AIM OF THE EXERCISE: Find the line with "Target: grass blade" in the data below. Repeat it and every line after it up to the end, exactly, but drop the pictures.

[Collected data]
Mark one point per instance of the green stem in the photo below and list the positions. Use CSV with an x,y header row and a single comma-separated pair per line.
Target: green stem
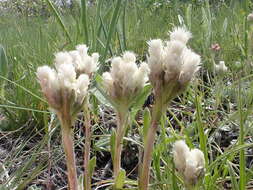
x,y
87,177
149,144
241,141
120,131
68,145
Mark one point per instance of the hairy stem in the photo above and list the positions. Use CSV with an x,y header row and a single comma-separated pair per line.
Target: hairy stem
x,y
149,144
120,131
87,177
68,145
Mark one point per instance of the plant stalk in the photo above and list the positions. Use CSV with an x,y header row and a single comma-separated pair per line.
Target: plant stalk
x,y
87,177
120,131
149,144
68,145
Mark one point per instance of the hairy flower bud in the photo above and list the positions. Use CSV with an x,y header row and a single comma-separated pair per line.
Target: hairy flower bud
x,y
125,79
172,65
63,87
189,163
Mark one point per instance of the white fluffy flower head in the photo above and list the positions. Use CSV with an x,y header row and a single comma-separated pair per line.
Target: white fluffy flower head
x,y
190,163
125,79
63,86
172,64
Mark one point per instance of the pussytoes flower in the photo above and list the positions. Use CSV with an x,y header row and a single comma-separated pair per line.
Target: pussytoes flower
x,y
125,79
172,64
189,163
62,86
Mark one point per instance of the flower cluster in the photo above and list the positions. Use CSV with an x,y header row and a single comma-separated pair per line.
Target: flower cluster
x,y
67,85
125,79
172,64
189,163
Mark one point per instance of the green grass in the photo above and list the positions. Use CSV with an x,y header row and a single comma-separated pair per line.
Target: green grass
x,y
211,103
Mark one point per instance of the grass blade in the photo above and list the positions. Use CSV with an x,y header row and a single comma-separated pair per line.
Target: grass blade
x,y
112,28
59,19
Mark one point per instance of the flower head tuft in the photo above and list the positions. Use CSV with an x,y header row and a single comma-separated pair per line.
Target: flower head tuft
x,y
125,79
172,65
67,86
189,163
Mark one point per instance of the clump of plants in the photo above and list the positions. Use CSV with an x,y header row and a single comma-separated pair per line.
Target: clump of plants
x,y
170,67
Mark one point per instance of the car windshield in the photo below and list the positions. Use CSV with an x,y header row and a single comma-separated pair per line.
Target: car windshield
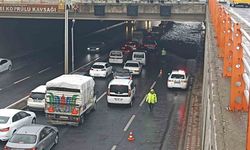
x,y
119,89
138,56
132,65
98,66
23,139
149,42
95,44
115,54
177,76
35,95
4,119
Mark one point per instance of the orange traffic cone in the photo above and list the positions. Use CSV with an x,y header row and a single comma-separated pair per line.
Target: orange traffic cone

RESPONSE:
Target: grass blade
x,y
112,28
59,19
Mark one point per instance of the flower head tuft in the photo above and list the positions. Use CSV with an x,y header row and a single comma-separated pair per line.
Target: flower head tuft
x,y
125,79
172,65
67,86
189,163
Mark one point per instance of the clump of plants in the photo above and list the positions. Use CSV with an x,y header row and a single comma-separated pair per line.
Target: clump of plants
x,y
170,67
Mark one point per instance of the car windshield in the photo below and list the positions. Use CSV with an x,y header row and a single comma-separated pair per line.
Target: car windshield
x,y
119,89
138,56
132,65
98,66
23,139
149,42
95,44
115,54
177,76
35,95
4,119
Mark one point per instance of the orange traffic cone in the photo above and list the positions. Use CSV with an x,y header row and a single comma-separated pair per line.
Target: orange traffic cone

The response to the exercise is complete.